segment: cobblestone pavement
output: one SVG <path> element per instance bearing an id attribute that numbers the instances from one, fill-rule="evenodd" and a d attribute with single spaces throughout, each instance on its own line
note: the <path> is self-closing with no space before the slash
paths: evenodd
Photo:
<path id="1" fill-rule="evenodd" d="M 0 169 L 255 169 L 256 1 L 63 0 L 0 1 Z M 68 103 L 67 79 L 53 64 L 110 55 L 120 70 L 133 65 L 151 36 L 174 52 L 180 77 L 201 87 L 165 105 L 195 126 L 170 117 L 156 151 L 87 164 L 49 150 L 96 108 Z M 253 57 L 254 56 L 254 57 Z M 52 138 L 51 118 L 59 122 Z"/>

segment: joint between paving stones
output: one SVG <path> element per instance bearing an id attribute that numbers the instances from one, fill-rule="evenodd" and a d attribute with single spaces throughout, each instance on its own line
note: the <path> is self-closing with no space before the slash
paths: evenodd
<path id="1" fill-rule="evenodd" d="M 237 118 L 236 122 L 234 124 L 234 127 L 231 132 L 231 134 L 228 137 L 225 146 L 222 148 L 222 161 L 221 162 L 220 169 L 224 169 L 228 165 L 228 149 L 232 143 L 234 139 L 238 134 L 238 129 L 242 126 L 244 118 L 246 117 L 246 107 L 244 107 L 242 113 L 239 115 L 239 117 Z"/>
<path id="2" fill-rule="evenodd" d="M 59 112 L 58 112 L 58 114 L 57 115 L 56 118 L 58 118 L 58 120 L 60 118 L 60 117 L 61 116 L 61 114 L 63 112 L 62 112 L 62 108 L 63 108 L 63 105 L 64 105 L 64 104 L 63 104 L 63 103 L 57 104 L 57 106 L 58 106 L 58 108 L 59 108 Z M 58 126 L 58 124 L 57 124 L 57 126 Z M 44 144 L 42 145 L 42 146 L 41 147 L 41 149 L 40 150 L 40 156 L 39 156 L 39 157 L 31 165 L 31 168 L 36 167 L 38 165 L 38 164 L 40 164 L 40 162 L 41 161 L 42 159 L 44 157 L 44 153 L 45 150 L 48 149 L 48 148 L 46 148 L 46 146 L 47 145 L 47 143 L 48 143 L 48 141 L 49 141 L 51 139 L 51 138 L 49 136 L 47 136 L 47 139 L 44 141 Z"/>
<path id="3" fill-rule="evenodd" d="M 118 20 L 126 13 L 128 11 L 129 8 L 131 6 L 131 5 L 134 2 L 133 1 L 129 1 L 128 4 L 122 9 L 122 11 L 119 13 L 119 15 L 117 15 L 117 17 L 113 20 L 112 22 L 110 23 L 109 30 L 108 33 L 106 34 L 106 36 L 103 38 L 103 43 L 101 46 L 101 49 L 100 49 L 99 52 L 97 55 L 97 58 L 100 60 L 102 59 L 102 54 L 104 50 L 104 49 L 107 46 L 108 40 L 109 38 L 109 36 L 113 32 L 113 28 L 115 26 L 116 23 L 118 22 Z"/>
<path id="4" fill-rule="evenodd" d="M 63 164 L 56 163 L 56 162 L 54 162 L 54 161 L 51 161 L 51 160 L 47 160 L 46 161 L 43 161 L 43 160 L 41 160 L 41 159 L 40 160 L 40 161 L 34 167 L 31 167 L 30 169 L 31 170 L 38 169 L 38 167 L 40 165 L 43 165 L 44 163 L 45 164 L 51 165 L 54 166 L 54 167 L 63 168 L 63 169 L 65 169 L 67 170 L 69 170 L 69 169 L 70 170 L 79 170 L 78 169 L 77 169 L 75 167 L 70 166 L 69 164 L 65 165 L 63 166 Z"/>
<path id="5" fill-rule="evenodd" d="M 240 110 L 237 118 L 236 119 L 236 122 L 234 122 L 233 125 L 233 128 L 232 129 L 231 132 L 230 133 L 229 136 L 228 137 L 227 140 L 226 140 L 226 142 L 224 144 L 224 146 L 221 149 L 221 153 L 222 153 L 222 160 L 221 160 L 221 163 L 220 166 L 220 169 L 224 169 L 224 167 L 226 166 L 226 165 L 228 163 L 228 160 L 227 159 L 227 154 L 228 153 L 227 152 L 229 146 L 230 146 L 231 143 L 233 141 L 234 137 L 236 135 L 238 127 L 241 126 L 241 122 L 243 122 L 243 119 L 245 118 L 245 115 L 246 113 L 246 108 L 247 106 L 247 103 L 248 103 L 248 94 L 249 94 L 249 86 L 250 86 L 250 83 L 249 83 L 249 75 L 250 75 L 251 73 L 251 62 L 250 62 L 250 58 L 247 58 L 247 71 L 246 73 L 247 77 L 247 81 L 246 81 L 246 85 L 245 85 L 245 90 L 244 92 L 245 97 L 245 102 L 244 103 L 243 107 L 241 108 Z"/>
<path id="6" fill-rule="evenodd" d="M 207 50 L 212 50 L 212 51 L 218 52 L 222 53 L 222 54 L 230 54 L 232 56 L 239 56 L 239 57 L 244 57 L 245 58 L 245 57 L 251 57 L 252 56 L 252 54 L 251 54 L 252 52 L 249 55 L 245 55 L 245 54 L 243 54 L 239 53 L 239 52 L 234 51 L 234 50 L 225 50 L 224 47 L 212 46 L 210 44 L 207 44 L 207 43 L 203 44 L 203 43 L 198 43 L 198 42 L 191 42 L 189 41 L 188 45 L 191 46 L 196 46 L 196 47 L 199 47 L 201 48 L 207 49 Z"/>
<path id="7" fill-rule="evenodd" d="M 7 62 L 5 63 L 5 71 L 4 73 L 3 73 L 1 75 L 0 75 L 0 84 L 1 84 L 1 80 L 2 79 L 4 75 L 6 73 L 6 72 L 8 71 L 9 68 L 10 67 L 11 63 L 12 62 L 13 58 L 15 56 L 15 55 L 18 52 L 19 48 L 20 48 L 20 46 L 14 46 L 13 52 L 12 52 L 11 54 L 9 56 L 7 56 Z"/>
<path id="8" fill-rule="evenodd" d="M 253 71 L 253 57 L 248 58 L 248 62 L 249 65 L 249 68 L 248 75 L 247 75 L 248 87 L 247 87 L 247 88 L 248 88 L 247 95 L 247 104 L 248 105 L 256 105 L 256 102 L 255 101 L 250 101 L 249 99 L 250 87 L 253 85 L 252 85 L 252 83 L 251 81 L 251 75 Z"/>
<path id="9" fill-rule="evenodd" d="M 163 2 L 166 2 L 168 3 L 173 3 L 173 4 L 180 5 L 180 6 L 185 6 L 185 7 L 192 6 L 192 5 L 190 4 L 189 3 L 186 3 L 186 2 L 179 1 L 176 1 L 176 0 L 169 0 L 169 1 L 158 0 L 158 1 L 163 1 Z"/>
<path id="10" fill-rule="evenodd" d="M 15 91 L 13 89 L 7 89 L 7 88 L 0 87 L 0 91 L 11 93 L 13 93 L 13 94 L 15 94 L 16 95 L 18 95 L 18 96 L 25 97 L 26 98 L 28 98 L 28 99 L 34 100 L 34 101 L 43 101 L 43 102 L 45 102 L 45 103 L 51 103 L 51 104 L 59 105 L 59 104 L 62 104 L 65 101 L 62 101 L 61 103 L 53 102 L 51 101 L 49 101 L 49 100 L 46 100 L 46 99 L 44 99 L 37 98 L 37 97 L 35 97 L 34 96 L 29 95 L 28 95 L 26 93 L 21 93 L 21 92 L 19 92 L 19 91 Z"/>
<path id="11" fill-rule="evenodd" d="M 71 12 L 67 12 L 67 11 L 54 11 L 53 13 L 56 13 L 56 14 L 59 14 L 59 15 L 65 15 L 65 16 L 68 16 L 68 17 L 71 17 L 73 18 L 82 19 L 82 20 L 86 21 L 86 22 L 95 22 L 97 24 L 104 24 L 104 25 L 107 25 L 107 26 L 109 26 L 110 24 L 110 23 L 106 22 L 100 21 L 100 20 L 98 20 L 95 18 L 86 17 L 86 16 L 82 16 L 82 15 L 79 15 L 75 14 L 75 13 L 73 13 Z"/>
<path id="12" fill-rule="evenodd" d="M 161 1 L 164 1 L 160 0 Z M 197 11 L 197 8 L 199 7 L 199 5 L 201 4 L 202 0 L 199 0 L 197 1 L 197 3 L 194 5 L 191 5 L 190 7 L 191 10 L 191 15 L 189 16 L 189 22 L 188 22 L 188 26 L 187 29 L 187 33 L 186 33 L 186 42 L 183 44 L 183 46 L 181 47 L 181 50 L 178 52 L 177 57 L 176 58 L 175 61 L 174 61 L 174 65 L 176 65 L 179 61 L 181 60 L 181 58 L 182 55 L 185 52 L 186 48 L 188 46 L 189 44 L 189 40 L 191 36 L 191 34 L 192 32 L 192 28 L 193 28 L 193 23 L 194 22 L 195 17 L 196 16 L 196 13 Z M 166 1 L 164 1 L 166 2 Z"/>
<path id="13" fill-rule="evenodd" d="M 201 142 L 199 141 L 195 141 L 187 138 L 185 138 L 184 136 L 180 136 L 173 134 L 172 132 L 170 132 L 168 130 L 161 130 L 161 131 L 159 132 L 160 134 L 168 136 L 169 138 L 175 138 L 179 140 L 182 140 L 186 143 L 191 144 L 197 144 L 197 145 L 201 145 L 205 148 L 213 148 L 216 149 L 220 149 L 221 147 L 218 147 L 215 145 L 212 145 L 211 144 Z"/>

───

(Exercise) Retype the items from the line containing "segment: joint between paving stones" through the line containing "63 164 L 56", with both of those lines included.

(In response)
segment: joint between paving stones
output: one SVG <path> element per instance bearing an id attribute that numbers the instances from one, fill-rule="evenodd" and a d attribute with single spaces throughout, each instance on its own line
note: the <path> is self-closing with no space before the slash
paths: evenodd
<path id="1" fill-rule="evenodd" d="M 237 118 L 236 122 L 234 124 L 234 127 L 231 132 L 231 134 L 228 137 L 225 146 L 222 148 L 222 161 L 221 162 L 220 169 L 224 169 L 228 165 L 228 149 L 232 143 L 234 139 L 238 134 L 238 129 L 242 126 L 244 118 L 246 117 L 246 107 L 244 107 L 242 113 L 239 115 L 239 117 Z"/>
<path id="2" fill-rule="evenodd" d="M 59 112 L 58 112 L 58 114 L 57 115 L 56 118 L 58 118 L 58 120 L 60 118 L 60 117 L 61 116 L 61 114 L 63 112 L 62 112 L 62 108 L 63 108 L 63 105 L 64 105 L 64 104 L 63 104 L 63 103 L 57 104 L 57 106 L 58 106 L 58 108 L 59 108 Z M 58 126 L 58 124 L 57 124 L 57 126 Z M 44 144 L 42 145 L 42 146 L 41 147 L 41 149 L 40 150 L 40 156 L 39 156 L 39 157 L 31 165 L 31 168 L 36 167 L 38 165 L 38 164 L 40 164 L 40 162 L 41 161 L 42 159 L 44 157 L 44 153 L 45 150 L 48 149 L 48 148 L 46 148 L 46 146 L 47 145 L 47 143 L 48 143 L 48 141 L 49 141 L 51 139 L 51 138 L 49 136 L 47 136 L 47 139 L 44 141 Z"/>
<path id="3" fill-rule="evenodd" d="M 118 20 L 126 13 L 128 11 L 129 8 L 131 6 L 131 5 L 134 2 L 133 1 L 129 1 L 128 4 L 122 9 L 122 11 L 119 13 L 119 15 L 117 15 L 117 17 L 113 20 L 112 22 L 110 23 L 109 30 L 108 33 L 106 34 L 106 36 L 103 38 L 103 43 L 101 46 L 101 49 L 100 49 L 99 52 L 97 55 L 97 58 L 100 60 L 102 59 L 102 54 L 104 50 L 104 49 L 107 46 L 108 40 L 109 38 L 109 36 L 113 32 L 113 28 L 115 26 L 116 23 L 118 22 Z"/>
<path id="4" fill-rule="evenodd" d="M 63 164 L 56 163 L 56 162 L 54 162 L 54 161 L 51 161 L 51 160 L 47 160 L 46 161 L 43 161 L 43 160 L 41 160 L 41 159 L 40 160 L 40 161 L 34 167 L 31 167 L 30 169 L 31 170 L 38 169 L 38 167 L 40 165 L 43 165 L 44 163 L 45 164 L 51 165 L 54 166 L 54 167 L 63 168 L 63 169 L 65 169 L 67 170 L 69 170 L 69 169 L 70 170 L 79 170 L 78 169 L 77 169 L 75 167 L 70 166 L 69 164 L 65 165 L 63 166 Z"/>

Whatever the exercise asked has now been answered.